→ **Text**
+++

Tips Keeping RVing Fun

Wish I Knew…

RV service calls are expensive and many of them can be avoided. 

When repairing an RV, I often hear “Oops, wish I knew that!” when I explain the issue could have been avoided.  At risk of losing business, and keeping with my theme of “RVing should be fun, not frustrating”, here are 4 things you should do (or not do) to avoid calling a costly mobile technician:

Keep your fridge level
  • RV refrigerators have to be level. Most RV’s have an absorption style of refrigerator. They can run on either 120 volt AC and propane. They heat a chemical liquid in a tank that turns to gas, which rises to the upper back of your fridge. As that gas cools (and cools your food), it returns to a liquid flowing back to the tank through zig-zag tubing like a roller-coaster set at a slight slope of 7 degrees.  That’s not much of an angle, but if it were steeper, it wouldn’t cool your food.

+++

→ **Given information**
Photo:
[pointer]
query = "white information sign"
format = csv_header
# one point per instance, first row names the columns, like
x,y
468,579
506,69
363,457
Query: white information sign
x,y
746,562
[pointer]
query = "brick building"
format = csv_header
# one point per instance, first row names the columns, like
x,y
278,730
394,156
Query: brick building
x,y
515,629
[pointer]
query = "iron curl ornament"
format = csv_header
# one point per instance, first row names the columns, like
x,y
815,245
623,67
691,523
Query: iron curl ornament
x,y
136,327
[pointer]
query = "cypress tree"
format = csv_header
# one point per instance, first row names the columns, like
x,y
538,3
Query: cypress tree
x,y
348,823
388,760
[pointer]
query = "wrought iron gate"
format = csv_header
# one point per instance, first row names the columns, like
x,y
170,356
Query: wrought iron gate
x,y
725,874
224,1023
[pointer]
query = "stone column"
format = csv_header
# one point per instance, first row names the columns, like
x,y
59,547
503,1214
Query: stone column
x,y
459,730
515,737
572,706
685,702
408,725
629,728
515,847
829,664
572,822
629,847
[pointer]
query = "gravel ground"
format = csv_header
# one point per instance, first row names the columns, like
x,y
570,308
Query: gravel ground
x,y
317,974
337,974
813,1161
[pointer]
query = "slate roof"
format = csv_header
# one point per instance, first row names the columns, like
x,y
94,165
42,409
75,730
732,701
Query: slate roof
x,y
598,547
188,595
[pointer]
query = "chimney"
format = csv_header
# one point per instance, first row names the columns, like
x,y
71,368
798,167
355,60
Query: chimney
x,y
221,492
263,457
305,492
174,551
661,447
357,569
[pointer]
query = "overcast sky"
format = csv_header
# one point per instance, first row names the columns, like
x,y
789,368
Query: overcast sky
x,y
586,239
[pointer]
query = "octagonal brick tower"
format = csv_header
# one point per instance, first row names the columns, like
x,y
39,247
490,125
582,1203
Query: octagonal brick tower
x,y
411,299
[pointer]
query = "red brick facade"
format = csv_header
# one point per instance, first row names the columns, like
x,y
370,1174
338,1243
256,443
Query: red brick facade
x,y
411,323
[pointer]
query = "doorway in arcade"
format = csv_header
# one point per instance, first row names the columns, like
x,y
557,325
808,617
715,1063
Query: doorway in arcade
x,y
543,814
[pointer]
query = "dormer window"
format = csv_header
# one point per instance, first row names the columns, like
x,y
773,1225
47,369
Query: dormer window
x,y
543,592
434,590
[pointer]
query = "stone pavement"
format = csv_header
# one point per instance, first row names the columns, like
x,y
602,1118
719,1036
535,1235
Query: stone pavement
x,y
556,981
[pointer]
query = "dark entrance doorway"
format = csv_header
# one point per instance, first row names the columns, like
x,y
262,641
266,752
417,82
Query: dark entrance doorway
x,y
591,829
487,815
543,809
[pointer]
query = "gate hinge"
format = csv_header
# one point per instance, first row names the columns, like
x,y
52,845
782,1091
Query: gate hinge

+++

→ **Things to do**
- 1) According to the RV tips text, at what slope is the refrigerator's zig-zag tubing set?
- 2) Translate this sentence from the RV tips text into Spanish: "RV service calls are expensive and many of them can be avoided."
- 3) Repeat the part of the RV tips text that starts at "When repairing an" and ends at "cool your food.".
The entries come from a separate source that has nothing to do with the RV tips text.

→ **Answers given**
- 1) 7 degrees

- 2) Las llamadas de servicio para vehículos recreativos son caras y muchas de ellas se pueden evitar.

- 3)
When repairing an RV, I often hear “Oops, wish I knew that!” when I explain the issue could have been avoided.  At risk of losing business, and keeping with my theme of “RVing should be fun, not frustrating”, here are 4 things you should do (or not do) to avoid calling a costly mobile technician:

Keep your fridge level
  • RV refrigerators have to be level. Most RV’s have an absorption style of refrigerator. They can run on either 120 volt AC and propane. They heat a chemical liquid in a tank that turns to gas, which rises to the upper back of your fridge. As that gas cools (and cools your food), it returns to a liquid flowing back to the tank through zig-zag tubing like a roller-coaster set at a slight slope of 7 degrees.  That’s not much of an angle, but if it were steeper, it wouldn’t cool your food.